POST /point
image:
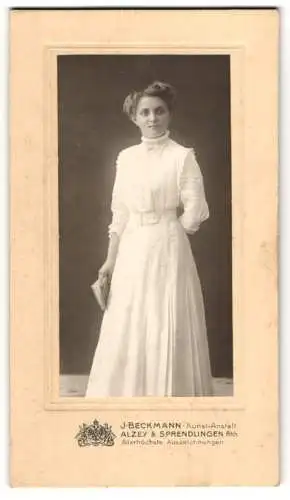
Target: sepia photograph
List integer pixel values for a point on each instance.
(145, 225)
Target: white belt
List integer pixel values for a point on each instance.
(148, 218)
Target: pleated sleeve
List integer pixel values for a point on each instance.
(192, 194)
(119, 209)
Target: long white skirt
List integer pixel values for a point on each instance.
(153, 339)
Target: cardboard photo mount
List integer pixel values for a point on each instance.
(99, 442)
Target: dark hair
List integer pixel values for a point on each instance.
(156, 89)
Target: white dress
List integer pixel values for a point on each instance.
(153, 339)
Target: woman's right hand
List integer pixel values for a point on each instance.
(107, 269)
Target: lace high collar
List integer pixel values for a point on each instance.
(155, 142)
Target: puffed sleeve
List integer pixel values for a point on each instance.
(118, 204)
(192, 195)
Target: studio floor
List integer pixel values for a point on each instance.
(75, 386)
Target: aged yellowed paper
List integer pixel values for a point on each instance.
(225, 440)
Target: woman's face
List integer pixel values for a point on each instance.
(152, 116)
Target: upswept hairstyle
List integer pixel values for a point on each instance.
(156, 89)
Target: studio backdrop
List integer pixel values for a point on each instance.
(92, 130)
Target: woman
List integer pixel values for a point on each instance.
(153, 339)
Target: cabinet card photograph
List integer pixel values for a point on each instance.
(145, 213)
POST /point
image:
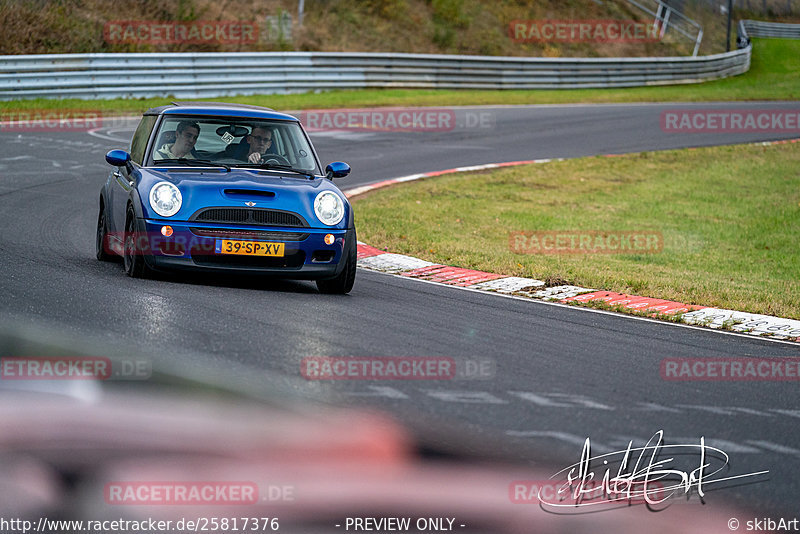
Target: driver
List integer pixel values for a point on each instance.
(185, 137)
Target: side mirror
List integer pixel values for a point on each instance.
(118, 158)
(337, 169)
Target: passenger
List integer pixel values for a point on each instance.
(253, 148)
(185, 137)
(260, 140)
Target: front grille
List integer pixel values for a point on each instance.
(224, 233)
(257, 216)
(292, 260)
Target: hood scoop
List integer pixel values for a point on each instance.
(248, 193)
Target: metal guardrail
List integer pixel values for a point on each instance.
(200, 75)
(756, 28)
(681, 23)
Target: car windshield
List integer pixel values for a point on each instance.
(233, 142)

━━━━

> Directive
Omit the pictures and retype exactly the lines from the one with "Target: dark hair" through the final line, both ends included.

> Output for this task
Target: dark hair
List integer pixel values for a point on each instance.
(156, 89)
Target: white dress
List integer pixel values for a point on each instance.
(153, 339)
Target: woman's right hand
List integer pixel values for a point on each instance.
(107, 269)
Target: lace high collar
List integer pixel values for a point on each instance.
(155, 142)
Target: puffed sleeve
List integer pixel values for a point on each instance.
(118, 204)
(192, 195)
Target: studio floor
List integer pixel values for a point on each instance.
(75, 386)
Target: aged yellowed paper
List integer pixel values for a point on each instance.
(225, 440)
Target: woman's face
List integer pixel values for a point on each instance.
(152, 116)
Target: upswept hairstyle
List integer pixel values for a point on each instance.
(156, 89)
Target: studio backdrop
List integer pixel values for a point on each instance.
(92, 130)
Target: woman
List integer pixel values for a point on each instance.
(153, 339)
Target: cabinet card photograph
List integer pixel values for a point on each instance.
(145, 213)
POST /point
image:
Target: driver
List integer pixel values for a point on each instance.
(185, 137)
Target: side mirror
List integer pixel values for a point on each instance.
(118, 158)
(337, 169)
Target: passenger
List integer pixel values for a point on each instance.
(253, 148)
(185, 137)
(260, 140)
Target: front grille
List integer pixel values for a point on each instance.
(224, 233)
(257, 216)
(292, 260)
Target: hood scoop
List integer pixel values for a point on each instance.
(248, 193)
Target: metal guardrail
List integer pixel values for a point on each instance.
(200, 75)
(756, 28)
(681, 23)
Target: car windshield
List integer pixel values for a point on each instance.
(233, 142)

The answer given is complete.